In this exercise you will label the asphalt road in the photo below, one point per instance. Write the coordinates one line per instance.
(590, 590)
==
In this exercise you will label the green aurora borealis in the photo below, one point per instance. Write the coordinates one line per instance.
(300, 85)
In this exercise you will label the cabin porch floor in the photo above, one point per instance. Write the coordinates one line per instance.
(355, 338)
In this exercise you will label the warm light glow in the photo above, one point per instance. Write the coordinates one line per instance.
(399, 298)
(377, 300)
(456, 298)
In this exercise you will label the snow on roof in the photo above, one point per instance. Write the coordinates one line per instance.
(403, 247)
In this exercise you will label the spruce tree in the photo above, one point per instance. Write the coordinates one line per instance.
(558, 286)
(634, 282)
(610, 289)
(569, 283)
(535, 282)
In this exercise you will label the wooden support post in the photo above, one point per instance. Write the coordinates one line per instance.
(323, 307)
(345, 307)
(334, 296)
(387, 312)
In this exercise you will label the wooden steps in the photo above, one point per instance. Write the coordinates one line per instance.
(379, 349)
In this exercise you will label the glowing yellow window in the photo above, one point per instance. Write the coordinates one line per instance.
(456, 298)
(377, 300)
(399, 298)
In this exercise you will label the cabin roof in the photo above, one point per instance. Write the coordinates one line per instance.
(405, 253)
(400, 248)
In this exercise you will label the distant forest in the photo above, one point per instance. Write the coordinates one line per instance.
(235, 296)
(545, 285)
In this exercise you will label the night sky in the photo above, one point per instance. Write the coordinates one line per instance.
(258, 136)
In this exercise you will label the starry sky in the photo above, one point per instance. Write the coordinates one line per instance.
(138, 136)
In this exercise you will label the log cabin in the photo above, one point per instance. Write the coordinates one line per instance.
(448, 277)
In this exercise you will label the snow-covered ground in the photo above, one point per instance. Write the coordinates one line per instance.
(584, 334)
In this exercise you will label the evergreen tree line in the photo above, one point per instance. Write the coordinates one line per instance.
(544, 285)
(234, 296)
...
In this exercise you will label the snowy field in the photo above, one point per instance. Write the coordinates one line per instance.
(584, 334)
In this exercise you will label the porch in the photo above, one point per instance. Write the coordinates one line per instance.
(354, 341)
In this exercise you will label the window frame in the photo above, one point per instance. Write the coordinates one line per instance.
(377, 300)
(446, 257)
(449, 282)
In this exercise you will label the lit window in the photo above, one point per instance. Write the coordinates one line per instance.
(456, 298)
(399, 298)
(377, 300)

Problem requirements: Pick out every line in the items above that contains the word "roof", and copy each of those lines. Case counts, so match capitalization exactly.

Response:
In this exercise you will label the snow on roof in the photo above, one point per instance. Write the coordinates one line per instance.
In this exercise you will label the cabin roof in the photo above, one point per instance. Write the coordinates one line per instance.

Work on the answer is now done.